→ **TESTE SUA COMPREENSÃO**:
a: No texto sobre alimentação crua, onde e em que década surgiu o movimento "raw food"?
b: Segundo a pergunta que abre o texto sobre alimentação crua, quais alimentos são tirados do cardápio? Liste todos.

→ **TRECHO DO TEXTO**:
##########

Para lá de vegetarianos, os adeptos da alimentação crua defendem sua dieta exótica com unhas e dentes

Rafael Andrade/Folhapress
Inês Braconnot, 58, artista plástica

JULIANA VINES
DE SÃO PAULO

Se você tira o arroz, o feijão, o bife e a batata frita do seu cardápio, o que sobra?
Mais de 5.000 espécies de legumes, frutas e sementes, dizem os crudívoros, adeptos de uma dieta que leva apenas alimentos crus.
Superpopular nos EUA, em especial na Califórnia, onde surgiu nos anos 90, o movimento "raw food" cresce, agora, por aqui. Seus seguidores dizem que alimentos crus ou aquecidos abaixo de 46ºC mantêm enzimas e nutrientes essenciais, que se perdem com o cozimento.
Quem segue à risca afirma que a dieta traz benefícios, a começar pela maior facilidade de digestão.
"Gosto do sabor e das texturas, da forma de comer sem sujar coisas e sem gastar energia. Adotei o pacote completo", diz a carioca Inês Braconnot, que há dez anos virou, além de vegetariana, 100% crudívora.
Assim como ela, a maioria dos seguidores não come nada de origem animal. Mas poucos conseguem aposentar o fogão definitivamente. "Prefiro falar em um cardápio com 80% de alimentos crus. Isso é suficiente para melhorar a qualidade de vida. Seguir 100% é muito limitante", diz o gastroenterologista Alberto Gonzalez, autor do livro "Lugar de Médico é na Cozinha" (Alaúde, 300 págs., R$ 49,90).
Inês reconhece que não é nada fácil viver em um mundo cheio de pizzarias e restaurantes por quilo. Em seu blog, "O Diário de uma Krud", ela conta as peripécias que faz para comer fora (quando tem coragem).
Como no dia em que, numa casa de bruschettas, pediu para que substituíssem o pão por fatias de abobrinha. "Toparam, mas falaram para, da próxima vez, eu avisar com antecedência", lembra.

##########

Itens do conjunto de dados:

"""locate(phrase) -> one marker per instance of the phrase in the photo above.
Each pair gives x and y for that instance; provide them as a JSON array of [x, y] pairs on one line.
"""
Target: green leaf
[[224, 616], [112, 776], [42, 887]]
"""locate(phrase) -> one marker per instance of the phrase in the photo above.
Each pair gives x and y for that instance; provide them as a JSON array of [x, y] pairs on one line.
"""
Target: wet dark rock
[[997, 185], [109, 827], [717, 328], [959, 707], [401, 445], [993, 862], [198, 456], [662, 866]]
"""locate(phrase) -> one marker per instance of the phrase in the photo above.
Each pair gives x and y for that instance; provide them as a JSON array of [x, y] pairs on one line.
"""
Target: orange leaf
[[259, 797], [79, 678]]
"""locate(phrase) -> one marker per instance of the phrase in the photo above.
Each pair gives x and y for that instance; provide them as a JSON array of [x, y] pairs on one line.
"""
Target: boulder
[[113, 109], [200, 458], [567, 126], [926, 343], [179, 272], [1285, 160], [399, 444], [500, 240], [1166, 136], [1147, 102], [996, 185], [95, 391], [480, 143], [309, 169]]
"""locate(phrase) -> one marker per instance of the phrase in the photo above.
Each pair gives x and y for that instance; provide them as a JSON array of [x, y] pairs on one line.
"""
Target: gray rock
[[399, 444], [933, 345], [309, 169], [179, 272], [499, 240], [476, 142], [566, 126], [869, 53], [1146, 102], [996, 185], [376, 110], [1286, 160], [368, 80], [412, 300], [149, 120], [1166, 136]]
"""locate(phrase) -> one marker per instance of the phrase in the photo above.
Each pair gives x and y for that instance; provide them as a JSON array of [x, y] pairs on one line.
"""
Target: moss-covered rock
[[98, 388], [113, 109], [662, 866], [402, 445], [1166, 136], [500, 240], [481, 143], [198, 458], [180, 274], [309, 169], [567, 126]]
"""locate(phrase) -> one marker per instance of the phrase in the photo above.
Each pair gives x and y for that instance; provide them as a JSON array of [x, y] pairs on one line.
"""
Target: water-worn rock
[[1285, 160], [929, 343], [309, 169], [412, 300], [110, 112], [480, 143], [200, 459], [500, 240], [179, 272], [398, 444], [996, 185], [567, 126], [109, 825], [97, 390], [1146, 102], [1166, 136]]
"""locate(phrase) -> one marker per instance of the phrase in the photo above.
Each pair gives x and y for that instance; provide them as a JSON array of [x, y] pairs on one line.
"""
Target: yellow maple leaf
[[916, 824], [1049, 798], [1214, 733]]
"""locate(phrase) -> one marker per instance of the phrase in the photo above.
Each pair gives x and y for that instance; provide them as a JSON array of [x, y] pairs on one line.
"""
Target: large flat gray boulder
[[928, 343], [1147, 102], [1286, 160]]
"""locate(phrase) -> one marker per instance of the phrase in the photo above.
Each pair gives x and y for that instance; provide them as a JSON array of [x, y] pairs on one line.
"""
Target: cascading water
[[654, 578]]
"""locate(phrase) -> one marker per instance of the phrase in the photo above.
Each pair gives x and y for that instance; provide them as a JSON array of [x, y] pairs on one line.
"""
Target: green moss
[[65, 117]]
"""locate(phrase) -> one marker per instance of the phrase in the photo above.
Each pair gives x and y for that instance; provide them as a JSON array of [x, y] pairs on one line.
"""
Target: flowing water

##########

→ **RESPOSTAS DOS EXERCÍCIOS**:
a: Na Califórnia, nos anos 90.

b: Arroz, feijão, bife e batata frita.